Could all of the entries be written out exactly, with any pictures omitted?

Material to process Block Start

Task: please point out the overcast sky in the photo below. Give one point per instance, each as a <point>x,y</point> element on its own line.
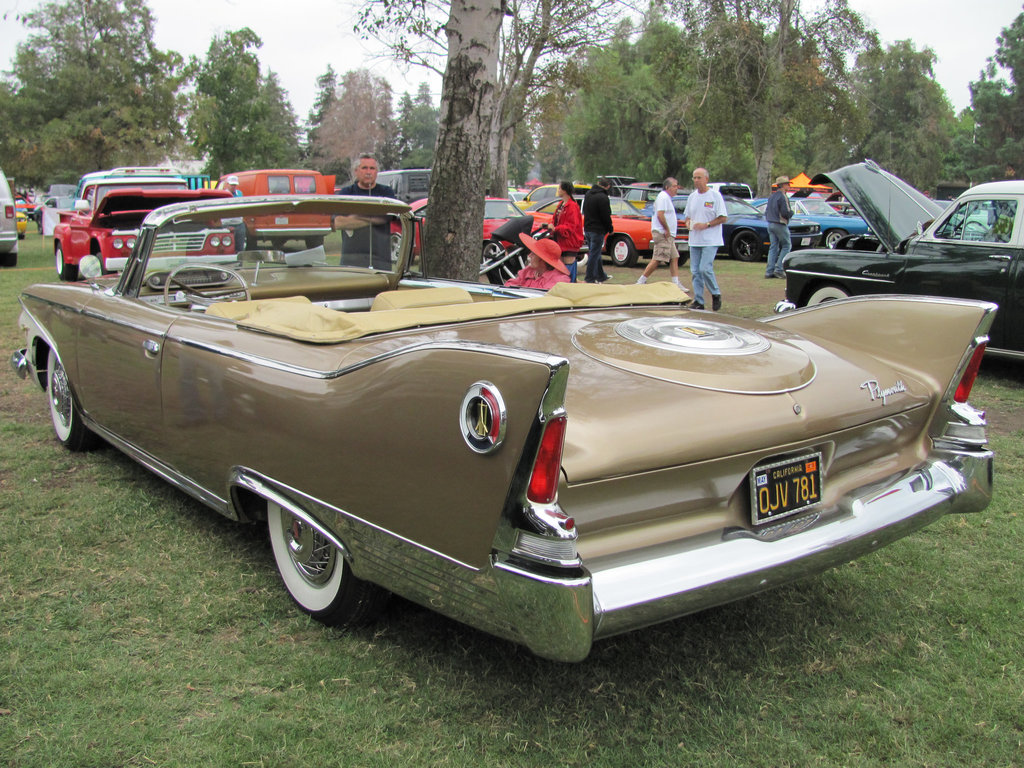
<point>302,37</point>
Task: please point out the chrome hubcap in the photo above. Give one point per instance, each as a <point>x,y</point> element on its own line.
<point>313,556</point>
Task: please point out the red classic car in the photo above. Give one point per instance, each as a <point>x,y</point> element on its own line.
<point>631,236</point>
<point>109,230</point>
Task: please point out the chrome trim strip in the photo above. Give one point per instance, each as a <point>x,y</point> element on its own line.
<point>988,306</point>
<point>471,346</point>
<point>656,586</point>
<point>833,275</point>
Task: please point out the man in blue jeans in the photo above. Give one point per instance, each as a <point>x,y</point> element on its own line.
<point>705,214</point>
<point>778,214</point>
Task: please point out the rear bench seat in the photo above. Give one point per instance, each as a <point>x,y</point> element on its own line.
<point>297,317</point>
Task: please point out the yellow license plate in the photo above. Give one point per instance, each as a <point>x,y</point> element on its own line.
<point>784,487</point>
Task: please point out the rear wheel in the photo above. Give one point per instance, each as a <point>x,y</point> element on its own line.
<point>66,271</point>
<point>825,293</point>
<point>316,576</point>
<point>67,418</point>
<point>500,264</point>
<point>622,251</point>
<point>745,246</point>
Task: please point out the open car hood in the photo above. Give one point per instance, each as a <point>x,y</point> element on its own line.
<point>890,206</point>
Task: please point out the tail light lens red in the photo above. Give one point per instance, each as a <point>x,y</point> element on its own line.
<point>970,374</point>
<point>544,480</point>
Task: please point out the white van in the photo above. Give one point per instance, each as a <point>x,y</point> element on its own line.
<point>8,224</point>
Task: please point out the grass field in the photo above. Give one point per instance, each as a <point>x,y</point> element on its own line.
<point>138,629</point>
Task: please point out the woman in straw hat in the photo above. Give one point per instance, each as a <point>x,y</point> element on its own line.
<point>545,266</point>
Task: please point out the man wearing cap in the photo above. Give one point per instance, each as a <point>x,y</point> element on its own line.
<point>778,214</point>
<point>545,267</point>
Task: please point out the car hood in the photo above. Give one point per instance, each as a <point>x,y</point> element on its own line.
<point>890,206</point>
<point>137,200</point>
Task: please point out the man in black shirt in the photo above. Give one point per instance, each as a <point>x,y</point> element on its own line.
<point>369,246</point>
<point>596,226</point>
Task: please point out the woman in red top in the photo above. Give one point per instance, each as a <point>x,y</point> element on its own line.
<point>566,227</point>
<point>545,267</point>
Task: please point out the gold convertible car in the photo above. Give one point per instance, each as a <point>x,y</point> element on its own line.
<point>552,468</point>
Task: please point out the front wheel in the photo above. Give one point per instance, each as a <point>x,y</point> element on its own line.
<point>316,576</point>
<point>826,293</point>
<point>834,236</point>
<point>67,418</point>
<point>745,246</point>
<point>622,251</point>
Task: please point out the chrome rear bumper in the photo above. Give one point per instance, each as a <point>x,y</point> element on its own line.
<point>659,586</point>
<point>560,619</point>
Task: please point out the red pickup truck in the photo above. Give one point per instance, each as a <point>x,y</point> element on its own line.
<point>109,229</point>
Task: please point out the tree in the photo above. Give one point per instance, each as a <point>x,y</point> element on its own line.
<point>315,154</point>
<point>88,91</point>
<point>417,129</point>
<point>453,238</point>
<point>626,117</point>
<point>908,119</point>
<point>998,110</point>
<point>358,120</point>
<point>539,37</point>
<point>240,119</point>
<point>764,61</point>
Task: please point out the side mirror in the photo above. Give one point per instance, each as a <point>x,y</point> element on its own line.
<point>89,267</point>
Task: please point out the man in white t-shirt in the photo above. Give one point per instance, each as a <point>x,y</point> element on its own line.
<point>705,215</point>
<point>663,232</point>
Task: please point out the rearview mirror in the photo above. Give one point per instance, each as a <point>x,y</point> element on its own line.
<point>89,267</point>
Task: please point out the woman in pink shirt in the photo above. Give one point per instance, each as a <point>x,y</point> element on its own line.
<point>545,267</point>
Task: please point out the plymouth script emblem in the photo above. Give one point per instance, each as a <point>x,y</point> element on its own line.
<point>878,392</point>
<point>483,418</point>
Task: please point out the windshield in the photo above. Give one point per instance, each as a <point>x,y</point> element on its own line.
<point>95,194</point>
<point>268,242</point>
<point>500,209</point>
<point>739,208</point>
<point>817,208</point>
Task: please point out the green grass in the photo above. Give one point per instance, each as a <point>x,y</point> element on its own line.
<point>139,629</point>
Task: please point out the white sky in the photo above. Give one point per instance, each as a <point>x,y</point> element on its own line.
<point>302,37</point>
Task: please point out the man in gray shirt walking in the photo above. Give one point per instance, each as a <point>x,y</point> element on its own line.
<point>778,214</point>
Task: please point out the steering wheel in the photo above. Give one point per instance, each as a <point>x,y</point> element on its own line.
<point>975,230</point>
<point>207,294</point>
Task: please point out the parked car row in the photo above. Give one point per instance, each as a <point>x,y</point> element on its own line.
<point>973,249</point>
<point>745,230</point>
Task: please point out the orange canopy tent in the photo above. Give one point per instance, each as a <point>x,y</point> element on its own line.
<point>802,182</point>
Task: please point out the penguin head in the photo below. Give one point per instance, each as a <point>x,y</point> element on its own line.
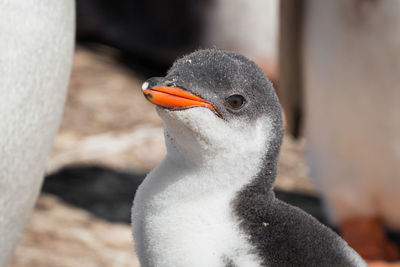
<point>214,97</point>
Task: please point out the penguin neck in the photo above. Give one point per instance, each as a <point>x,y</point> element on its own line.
<point>224,163</point>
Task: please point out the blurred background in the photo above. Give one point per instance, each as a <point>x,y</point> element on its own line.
<point>110,136</point>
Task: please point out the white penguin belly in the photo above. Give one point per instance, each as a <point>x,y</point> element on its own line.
<point>182,232</point>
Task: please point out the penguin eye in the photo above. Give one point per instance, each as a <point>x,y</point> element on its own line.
<point>235,101</point>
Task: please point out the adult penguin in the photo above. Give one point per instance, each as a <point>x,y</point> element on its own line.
<point>36,49</point>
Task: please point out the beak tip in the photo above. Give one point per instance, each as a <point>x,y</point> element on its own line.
<point>145,85</point>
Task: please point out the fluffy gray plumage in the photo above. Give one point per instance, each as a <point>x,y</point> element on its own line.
<point>280,234</point>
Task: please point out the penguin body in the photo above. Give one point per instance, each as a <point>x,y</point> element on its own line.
<point>37,45</point>
<point>210,201</point>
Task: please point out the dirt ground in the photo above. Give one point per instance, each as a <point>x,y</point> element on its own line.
<point>108,122</point>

Material to process Block End

## Solution for this task
Task: please point out the overcast sky in the photo below. Give one point per instance, each as a <point>x,y</point> element on its own line.
<point>302,37</point>
Task: please point out the chrome hubcap in the photo above. Give one point per instance, each as a <point>x,y</point> element on its own line.
<point>313,556</point>
Task: please point out the red classic car in the photo above. Give one point per instance, each as a <point>x,y</point> element on its own line.
<point>631,236</point>
<point>109,230</point>
Task: please point out the chrome trim strip in the photo above. Give one point per instance, each as a <point>x,y</point> element on its own line.
<point>988,306</point>
<point>471,346</point>
<point>656,586</point>
<point>833,275</point>
Task: please point out the man in blue jeans in the photo above. Give one point per instance, each as a <point>x,y</point> element on its own line.
<point>705,214</point>
<point>778,214</point>
Task: please point out the rear bench seat in the photo above. Give one point per instance, each as a <point>x,y</point> element on its own line.
<point>297,317</point>
Task: please point out the yellow license plate in the photo above. Give one point per instance, each as a <point>x,y</point> element on its own line.
<point>784,487</point>
Task: please point out the rear wheel in the photo above. Give one point per instance, each as a <point>x,y</point> element on its own line.
<point>66,271</point>
<point>825,293</point>
<point>316,576</point>
<point>67,418</point>
<point>500,264</point>
<point>622,251</point>
<point>745,246</point>
Task: please point out the open car hood in the photo above. Give one point per instance, each as a <point>x,y</point> element on its own line.
<point>890,206</point>
Task: please point out the tail light lens red in the photo above. Give one point per instance, each as a <point>x,y</point> element on its own line.
<point>970,374</point>
<point>544,480</point>
Task: please point out the white van in the photo above. Give one point per instance, each as a <point>x,y</point> element on its own line.
<point>8,224</point>
Task: please point out the grass field in the photo above. Give one point per instance, each as a <point>x,y</point> element on its own line.
<point>138,629</point>
Task: please point out the woman in straw hat in the photo above. Give one point per instance, each as a <point>x,y</point> element on its own line.
<point>545,266</point>
Task: please point out the man wearing cap in the photo above. Give one point per instance, each as a <point>x,y</point> element on its own line.
<point>778,214</point>
<point>545,267</point>
Task: please point out the car hood in the photo above. Give one point per instance, each as a <point>x,y</point> element on its own line.
<point>890,206</point>
<point>137,200</point>
Task: please point out the man in black shirt in the photo above. Give one point per instance, each as a <point>x,y</point> element on its own line.
<point>369,246</point>
<point>596,226</point>
Task: please point out the woman in red top in the photo above. Give one point per instance, each as a <point>x,y</point> element on its own line.
<point>566,227</point>
<point>545,267</point>
Task: please point out the gold convertible car in the photo above. Give one point per instance, each as a <point>x,y</point> element on its own line.
<point>552,468</point>
Task: please point out the front wheel in the photo above. Give one point per instance, each as a <point>x,y</point> element on its own line.
<point>316,576</point>
<point>826,293</point>
<point>834,236</point>
<point>67,418</point>
<point>745,246</point>
<point>622,251</point>
Task: please point out the chrome rear bumper in the photo above. Give one point per instance, each as a <point>x,y</point> element on its own line.
<point>659,586</point>
<point>560,619</point>
Task: please point out the red pickup truck in the photo above. Give one point per instance, each as a <point>x,y</point> element on its own line.
<point>109,229</point>
Task: please point out the tree in the photo above. Give one point per instance, each as a <point>x,y</point> element on its own line.
<point>315,154</point>
<point>88,91</point>
<point>417,129</point>
<point>453,238</point>
<point>626,117</point>
<point>908,119</point>
<point>998,110</point>
<point>358,120</point>
<point>539,37</point>
<point>240,119</point>
<point>764,61</point>
Task: please point out the side mirror in the photo above. Give one point per instance, each as a <point>x,y</point> element on its own line.
<point>89,267</point>
Task: please point out the man in white t-shirt in the photo above. Give one point per instance, each as a <point>x,y</point> element on its own line.
<point>705,215</point>
<point>663,232</point>
Task: please point out the rearview mirror in the photo above. Give one point per instance, each as a <point>x,y</point> element on its own line.
<point>89,267</point>
Task: please point out the woman in pink shirt in the photo above. Give one point per instance, each as a <point>x,y</point> element on its own line.
<point>545,267</point>
Task: please point out the plymouth script emblem in the photo above. Give one point per instance, each as a <point>x,y</point> element on its own line.
<point>878,392</point>
<point>483,418</point>
Task: please point out the windshield in the photo above. Give one point per instance, each as a <point>x,y</point> element on its own line.
<point>95,194</point>
<point>268,242</point>
<point>500,209</point>
<point>739,208</point>
<point>817,208</point>
Task: please point out the green grass in the photo above. Give one point per instance, each as a <point>x,y</point> element on its own line.
<point>139,629</point>
Task: please point out the white sky in the photo above. Give one point per instance, each as a <point>x,y</point> element on its own line.
<point>302,37</point>
Task: please point out the man in gray shirt walking in the photo above. Give one point per instance, each as a <point>x,y</point> element on its own line.
<point>778,214</point>
Task: please point out the steering wheel in the photo above. Give one point per instance, each as a <point>x,y</point> element on its own line.
<point>975,230</point>
<point>207,294</point>
Task: please point out the parked car row in the photo above. Give one point per instance, each as a <point>x,y</point> element on its own line.
<point>973,249</point>
<point>745,230</point>
Task: please point out the orange canopy tent in the photo above. Give one point per instance, each as a <point>x,y</point> element on its own line.
<point>802,182</point>
Task: please point out the penguin head in the photo below. Give one point per instance, each as a <point>x,y</point> element on its own line.
<point>214,97</point>
Task: please point out the penguin neck in the photo above. Give one point per instance, each as a <point>x,y</point> element on its own line.
<point>224,163</point>
Task: please point out the blurred background in the photo above. Give one point per instance, each as a <point>x,y</point> element on its own line.
<point>110,136</point>
Task: please point out the white penguin belly in the photo above. Give one point per instance, each as a <point>x,y</point> element on its own line.
<point>182,232</point>
Task: please point out the penguin eye in the photo above. Give one point per instance, each as a <point>x,y</point> element on its own line.
<point>235,101</point>
Task: please point out the adult penguin in the photo above. Give one point per instance, each as a <point>x,y</point> element on its own line.
<point>36,49</point>
Task: please point out the beak tip in the photo above. Give one point per instance, each as a <point>x,y</point> element on its own line.
<point>145,85</point>
Task: please point out the fluffy gray plumage in the photo above. Give one point per instance, each as a <point>x,y</point> element on its own line.
<point>280,234</point>
Task: please point out the penguin body in the photo above. Give one point per instance, each as a <point>x,y</point> element on its own line.
<point>37,45</point>
<point>210,201</point>
Task: please point out the dirt ground in the photo above. Give one point per instance, each as a <point>x,y</point> element on its own line.
<point>108,122</point>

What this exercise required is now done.